What you need to do: Transcribe each line exactly.

>>

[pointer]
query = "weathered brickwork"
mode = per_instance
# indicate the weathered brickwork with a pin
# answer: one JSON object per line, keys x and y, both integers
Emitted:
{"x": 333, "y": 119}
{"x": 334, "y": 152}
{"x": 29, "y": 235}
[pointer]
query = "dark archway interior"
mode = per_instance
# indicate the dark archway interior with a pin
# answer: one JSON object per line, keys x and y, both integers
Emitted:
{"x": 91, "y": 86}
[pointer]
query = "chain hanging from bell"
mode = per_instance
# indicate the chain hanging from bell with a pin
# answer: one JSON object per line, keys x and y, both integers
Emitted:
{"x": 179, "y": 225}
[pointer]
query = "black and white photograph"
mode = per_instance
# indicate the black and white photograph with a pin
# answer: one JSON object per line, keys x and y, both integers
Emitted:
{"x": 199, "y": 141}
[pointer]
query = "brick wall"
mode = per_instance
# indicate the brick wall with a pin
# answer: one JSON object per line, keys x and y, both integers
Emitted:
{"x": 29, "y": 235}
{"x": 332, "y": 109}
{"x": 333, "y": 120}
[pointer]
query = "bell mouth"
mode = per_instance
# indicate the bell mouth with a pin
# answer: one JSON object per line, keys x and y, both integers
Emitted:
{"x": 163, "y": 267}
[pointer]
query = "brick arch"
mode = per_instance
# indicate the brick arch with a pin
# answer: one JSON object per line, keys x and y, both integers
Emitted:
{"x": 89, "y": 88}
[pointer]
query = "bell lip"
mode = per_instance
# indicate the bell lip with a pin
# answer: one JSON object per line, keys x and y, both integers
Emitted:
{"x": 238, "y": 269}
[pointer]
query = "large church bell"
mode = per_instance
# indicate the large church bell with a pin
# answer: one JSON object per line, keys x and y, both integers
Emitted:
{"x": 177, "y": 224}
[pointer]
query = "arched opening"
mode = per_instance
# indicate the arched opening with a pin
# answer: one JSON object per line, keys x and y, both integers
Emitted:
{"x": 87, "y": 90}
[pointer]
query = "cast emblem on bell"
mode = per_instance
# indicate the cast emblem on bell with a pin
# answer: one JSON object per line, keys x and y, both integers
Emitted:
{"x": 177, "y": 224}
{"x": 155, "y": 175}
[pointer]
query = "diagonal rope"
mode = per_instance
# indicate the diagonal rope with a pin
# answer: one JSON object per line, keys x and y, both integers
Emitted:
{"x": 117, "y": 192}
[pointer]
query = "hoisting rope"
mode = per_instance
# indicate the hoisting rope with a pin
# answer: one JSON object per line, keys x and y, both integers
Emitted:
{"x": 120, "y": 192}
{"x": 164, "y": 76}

<<

Task answer:
[pointer]
query = "weathered brickwork"
mode = per_instance
# indicate the weathered brickwork with a pin
# answer: one JSON object per line, keys x and y, both integers
Emitted:
{"x": 333, "y": 119}
{"x": 334, "y": 152}
{"x": 29, "y": 235}
[pointer]
query = "dark archway interior"
mode = per_instance
# indicate the dark archway interior with a pin
# answer: one JSON object per line, keys x and y, both integers
Emitted:
{"x": 91, "y": 86}
[pointer]
query = "chain hanging from bell"
mode = per_instance
# indicate the chain hanging from bell with a pin
# answer: one JSON object per line, keys x and y, both integers
Emitted:
{"x": 179, "y": 225}
[pointer]
query = "black and white photograph"
mode = per_instance
# indicate the black and white photograph with a pin
# answer: one JSON object per line, keys x and y, both integers
Emitted:
{"x": 199, "y": 141}
[pointer]
query = "brick wall"
mode = per_instance
# indicate the brick wall with a pin
# answer: one JSON object per line, keys x and y, both integers
Emitted:
{"x": 29, "y": 235}
{"x": 332, "y": 109}
{"x": 333, "y": 120}
[pointer]
query = "bell mouth"
mode = per_instance
# indicate the bell mouth with a pin
# answer: one JSON object per line, keys x and y, both integers
Emitted:
{"x": 163, "y": 267}
[pointer]
query = "brick arch"
mode = per_instance
# indicate the brick arch with a pin
# answer: one JSON object per line, keys x and y, both integers
Emitted:
{"x": 89, "y": 88}
[pointer]
query = "bell lip"
mode = per_instance
# indicate the bell lip with a pin
# answer: one JSON object per line, keys x and y, both integers
Emitted:
{"x": 238, "y": 269}
[pointer]
query = "large church bell"
mode = per_instance
# indicate the large church bell with a pin
# answer: one JSON object per line, keys x and y, both integers
Emitted:
{"x": 177, "y": 224}
[pointer]
query = "arched opening"
mode = per_instance
# indicate the arched opening with a pin
# answer: one JSON object per line, keys x and y, both integers
Emitted:
{"x": 87, "y": 90}
[pointer]
query = "cast emblem on bell"
mode = per_instance
# indicate the cast emblem on bell with a pin
# answer: one JSON object per line, keys x and y, both integers
Emitted:
{"x": 177, "y": 224}
{"x": 155, "y": 175}
[pointer]
query = "diagonal rope"
mode = per_instance
# indicate the diagonal rope with a pin
# answer: one JSON object per line, keys x and y, both integers
Emitted:
{"x": 117, "y": 192}
[pointer]
query = "hoisting rope"
mode = per_instance
# indicate the hoisting rope with a pin
# answer: one JSON object per line, keys x and y, both integers
Emitted:
{"x": 120, "y": 192}
{"x": 164, "y": 76}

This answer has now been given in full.